WHAT IS NEEDED. The line containing "Target: light reflection on water", and every line after it to the end of the listing, should be repeated exactly; the pictures should not.

PROVIDED INFORMATION section start

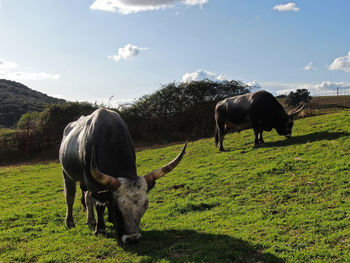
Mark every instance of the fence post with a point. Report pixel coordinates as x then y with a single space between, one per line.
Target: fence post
27 140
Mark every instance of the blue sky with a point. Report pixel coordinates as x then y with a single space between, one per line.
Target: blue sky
92 50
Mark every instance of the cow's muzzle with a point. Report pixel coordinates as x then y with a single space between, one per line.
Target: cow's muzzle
131 239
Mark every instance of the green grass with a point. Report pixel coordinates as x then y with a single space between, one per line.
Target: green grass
6 132
288 201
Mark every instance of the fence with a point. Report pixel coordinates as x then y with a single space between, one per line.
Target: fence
23 145
329 98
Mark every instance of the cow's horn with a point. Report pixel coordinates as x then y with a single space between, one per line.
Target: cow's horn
156 174
104 179
295 111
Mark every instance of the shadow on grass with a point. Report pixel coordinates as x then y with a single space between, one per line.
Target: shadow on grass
312 137
191 246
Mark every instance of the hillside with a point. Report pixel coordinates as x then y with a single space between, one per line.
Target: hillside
287 201
17 99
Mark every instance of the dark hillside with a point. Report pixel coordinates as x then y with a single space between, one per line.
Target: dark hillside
17 99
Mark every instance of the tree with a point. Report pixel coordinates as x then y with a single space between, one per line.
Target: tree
297 97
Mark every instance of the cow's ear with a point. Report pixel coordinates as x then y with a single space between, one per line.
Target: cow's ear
150 185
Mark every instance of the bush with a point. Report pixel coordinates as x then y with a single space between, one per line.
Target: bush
297 97
178 110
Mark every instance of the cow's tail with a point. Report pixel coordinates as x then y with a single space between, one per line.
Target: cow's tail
216 135
216 128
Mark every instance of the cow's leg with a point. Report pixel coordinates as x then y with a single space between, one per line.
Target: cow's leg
221 132
90 203
83 191
256 141
69 192
101 226
261 140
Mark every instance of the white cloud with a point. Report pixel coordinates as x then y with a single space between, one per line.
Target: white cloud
202 75
253 85
341 63
27 75
316 89
134 6
6 72
7 64
309 66
126 53
286 7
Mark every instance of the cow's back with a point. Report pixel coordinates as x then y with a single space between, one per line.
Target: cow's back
266 110
107 132
234 109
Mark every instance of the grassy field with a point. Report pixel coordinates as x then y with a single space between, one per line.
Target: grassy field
6 132
287 201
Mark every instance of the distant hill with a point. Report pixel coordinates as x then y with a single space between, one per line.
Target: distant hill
17 99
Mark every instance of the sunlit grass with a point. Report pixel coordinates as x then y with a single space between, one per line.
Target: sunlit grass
286 201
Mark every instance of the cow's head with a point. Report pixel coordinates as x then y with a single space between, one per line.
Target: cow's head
130 196
287 127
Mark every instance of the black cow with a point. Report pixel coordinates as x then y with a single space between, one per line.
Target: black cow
259 110
97 151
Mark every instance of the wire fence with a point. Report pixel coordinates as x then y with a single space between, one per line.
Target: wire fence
22 145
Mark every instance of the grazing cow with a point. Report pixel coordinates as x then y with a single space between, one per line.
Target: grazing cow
259 110
97 151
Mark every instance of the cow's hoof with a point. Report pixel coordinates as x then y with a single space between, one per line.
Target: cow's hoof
92 225
100 232
70 224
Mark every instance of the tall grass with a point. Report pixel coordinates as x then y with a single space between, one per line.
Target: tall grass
287 201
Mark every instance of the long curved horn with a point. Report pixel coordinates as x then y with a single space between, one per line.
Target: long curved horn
295 111
156 174
104 179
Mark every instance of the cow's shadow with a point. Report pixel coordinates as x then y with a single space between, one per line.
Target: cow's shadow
192 246
302 139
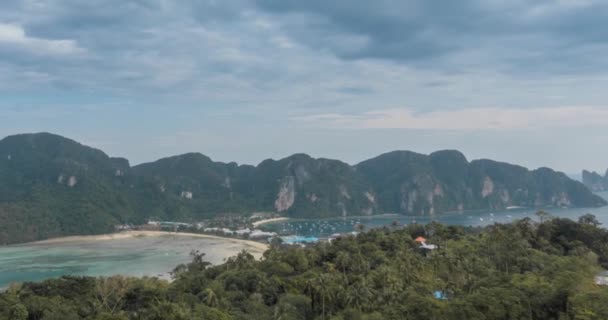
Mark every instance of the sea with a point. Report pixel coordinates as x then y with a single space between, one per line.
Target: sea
157 256
153 256
323 228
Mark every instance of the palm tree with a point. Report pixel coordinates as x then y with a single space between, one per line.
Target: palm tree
211 299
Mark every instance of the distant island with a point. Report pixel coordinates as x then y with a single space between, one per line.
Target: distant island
52 186
594 181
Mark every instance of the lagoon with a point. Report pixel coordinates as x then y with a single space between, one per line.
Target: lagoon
323 228
131 256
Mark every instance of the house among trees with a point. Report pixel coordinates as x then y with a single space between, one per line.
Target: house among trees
602 278
424 245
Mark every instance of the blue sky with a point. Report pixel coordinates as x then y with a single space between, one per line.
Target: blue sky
245 80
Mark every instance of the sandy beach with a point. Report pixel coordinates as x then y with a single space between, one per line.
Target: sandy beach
261 222
256 247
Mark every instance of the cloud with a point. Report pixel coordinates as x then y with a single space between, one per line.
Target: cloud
466 119
16 37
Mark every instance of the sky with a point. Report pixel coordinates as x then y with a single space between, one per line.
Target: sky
245 80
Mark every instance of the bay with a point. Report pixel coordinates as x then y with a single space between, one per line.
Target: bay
136 256
323 228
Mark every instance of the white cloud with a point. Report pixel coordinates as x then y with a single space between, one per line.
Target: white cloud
465 119
15 35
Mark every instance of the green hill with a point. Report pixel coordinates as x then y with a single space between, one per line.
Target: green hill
52 186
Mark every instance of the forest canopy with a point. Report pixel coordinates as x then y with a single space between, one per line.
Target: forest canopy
522 270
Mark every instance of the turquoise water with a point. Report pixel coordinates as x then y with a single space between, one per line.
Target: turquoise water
327 227
140 256
157 256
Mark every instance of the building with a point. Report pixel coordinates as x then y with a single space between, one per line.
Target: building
602 278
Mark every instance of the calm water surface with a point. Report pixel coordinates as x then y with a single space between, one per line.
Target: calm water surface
139 256
156 256
327 227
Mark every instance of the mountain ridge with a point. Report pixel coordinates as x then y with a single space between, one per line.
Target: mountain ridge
68 188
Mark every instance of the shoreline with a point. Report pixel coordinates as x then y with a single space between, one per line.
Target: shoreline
258 246
271 220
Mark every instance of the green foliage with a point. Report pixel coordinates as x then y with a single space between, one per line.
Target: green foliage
52 186
523 270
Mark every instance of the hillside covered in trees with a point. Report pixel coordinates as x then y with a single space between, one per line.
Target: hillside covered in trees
53 186
523 270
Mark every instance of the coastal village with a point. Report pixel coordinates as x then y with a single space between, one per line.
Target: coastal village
250 228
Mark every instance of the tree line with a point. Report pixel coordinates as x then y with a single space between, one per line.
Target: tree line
521 270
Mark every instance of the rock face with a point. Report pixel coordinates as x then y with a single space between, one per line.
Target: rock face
594 181
411 183
51 186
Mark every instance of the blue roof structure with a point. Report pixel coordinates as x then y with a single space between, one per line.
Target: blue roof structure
299 239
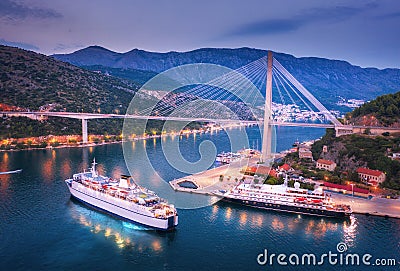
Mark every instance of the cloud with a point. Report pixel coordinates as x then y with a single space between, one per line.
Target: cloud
21 45
16 11
310 16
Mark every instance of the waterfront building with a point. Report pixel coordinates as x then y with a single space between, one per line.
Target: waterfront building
370 176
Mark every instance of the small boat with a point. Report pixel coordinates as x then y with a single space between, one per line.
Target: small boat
11 172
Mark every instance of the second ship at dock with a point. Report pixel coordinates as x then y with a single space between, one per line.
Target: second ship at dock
285 199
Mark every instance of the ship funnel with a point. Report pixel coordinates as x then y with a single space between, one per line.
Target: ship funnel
93 168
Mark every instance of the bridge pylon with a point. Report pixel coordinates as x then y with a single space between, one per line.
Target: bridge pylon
266 154
84 131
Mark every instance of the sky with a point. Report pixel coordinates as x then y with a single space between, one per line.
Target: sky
362 32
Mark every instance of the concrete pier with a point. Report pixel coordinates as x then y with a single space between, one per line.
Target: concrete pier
209 181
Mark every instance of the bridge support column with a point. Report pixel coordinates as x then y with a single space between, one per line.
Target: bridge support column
266 155
84 131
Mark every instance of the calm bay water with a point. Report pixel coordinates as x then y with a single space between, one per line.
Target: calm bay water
41 228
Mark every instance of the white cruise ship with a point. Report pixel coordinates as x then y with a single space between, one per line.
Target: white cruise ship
123 198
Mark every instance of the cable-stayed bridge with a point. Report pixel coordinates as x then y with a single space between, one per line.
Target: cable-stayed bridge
233 96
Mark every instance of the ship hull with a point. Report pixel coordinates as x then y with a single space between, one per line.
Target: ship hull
287 208
120 208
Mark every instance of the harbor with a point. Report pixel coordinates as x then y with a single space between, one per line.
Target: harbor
209 181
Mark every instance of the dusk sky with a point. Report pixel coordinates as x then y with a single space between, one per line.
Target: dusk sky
365 33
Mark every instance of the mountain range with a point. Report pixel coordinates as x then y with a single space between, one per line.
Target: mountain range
326 79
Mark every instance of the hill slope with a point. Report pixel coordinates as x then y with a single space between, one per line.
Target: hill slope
31 80
326 79
384 110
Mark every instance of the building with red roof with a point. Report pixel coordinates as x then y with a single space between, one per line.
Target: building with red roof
326 164
371 176
285 167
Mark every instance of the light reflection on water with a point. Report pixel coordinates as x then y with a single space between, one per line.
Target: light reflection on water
41 228
123 234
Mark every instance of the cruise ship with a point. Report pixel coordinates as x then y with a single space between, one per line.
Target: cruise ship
123 198
285 199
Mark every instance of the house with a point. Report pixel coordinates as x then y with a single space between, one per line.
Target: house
326 164
305 153
285 168
373 177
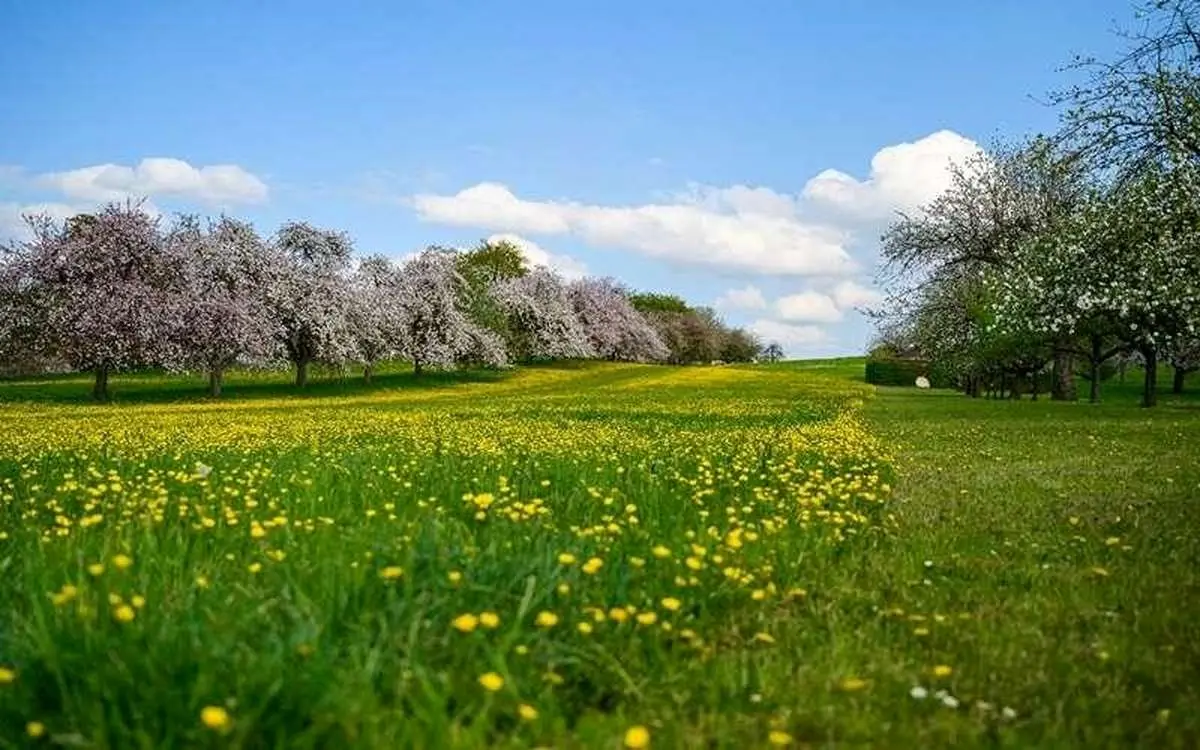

PROVIDED INFORMATION section end

ANSWER TO THIS TASK.
Target: light reflection on water
41 228
123 234
Mark every instance of the cruise ship with a point. Report pixel coordinates as x then y with a single space between, one per line.
Target: cruise ship
123 198
285 199
Mark every instance of the house with a point. Report pixel coordinates as x then y with a single space between, one per line.
Target: house
326 164
305 153
285 168
373 177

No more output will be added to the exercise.